■ 作業の指示
1. 抜粋のうち、「大貫社長は、学生時代からソフ」を含む語句で始まり「いう考え方が海外にはあった」」で終わる部分を、そのまま書き写してください。
2. 抜粋をもとに、次の問いに答えてください。
(a) リックソフトがAtlassian製品の販売を始めたのは何年ですか。
(b) 大貫社長はフリーランスになる前、どこに勤務していましたか。
(c) リックソフトはどの地域で販売実績No.1を誇っていますか。

「日本企業のモノづくりが海外で勝つために、ツールの力でサポートしていきたいです」と語るのは、リックソフト<4429>の大貫 浩(おおぬき ひろし)社長。ソフトウェア開発のプロジェクト管理ツールで事実上のスタンダードとも言えるAtlassian製品を2009年から販売し、年々成長を続けている。アジアパシフィック地域で販売実績No.1を誇る。

大貫社長は、学生時代からソフトウェア開発に関わってきた。そして大手電機メーカー勤務を経てフリーランスとなりソフトウェア開発のかたわら、海外ソフトウェアの翻訳をボランティアで手掛けるうちに、インターネットで世界中に多くの仲間たちができた。技術力も高い仲間たちの中で知ったのが、ソフトウェア開発プロジェクトの管理ツールであるAtlassian製品だった。

「Atlassian製品は画期的なツールでした。このような優れたツールに投資し、生産性を高めるという考え方が海外にはあった」

■ データ一覧

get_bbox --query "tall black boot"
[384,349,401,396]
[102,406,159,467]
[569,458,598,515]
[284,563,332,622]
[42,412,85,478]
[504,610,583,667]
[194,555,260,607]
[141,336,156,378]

■ 課題の解答
1.
大貫社長は、学生時代からソフトウェア開発に関わってきた。そして大手電機メーカー勤務を経てフリーランスとなりソフトウェア開発のかたわら、海外ソフトウェアの翻訳をボランティアで手掛けるうちに、インターネットで世界中に多くの仲間たちができた。技術力も高い仲間たちの中で知ったのが、ソフトウェア開発プロジェクトの管理ツールであるAtlassian製品だった。

「Atlassian製品は画期的なツールでした。このような優れたツールに投資し、生産性を高めるという考え方が海外にはあった」

2.
(a) 2009年
(b) 大手電機メーカー
(c) アジアパシフィック地域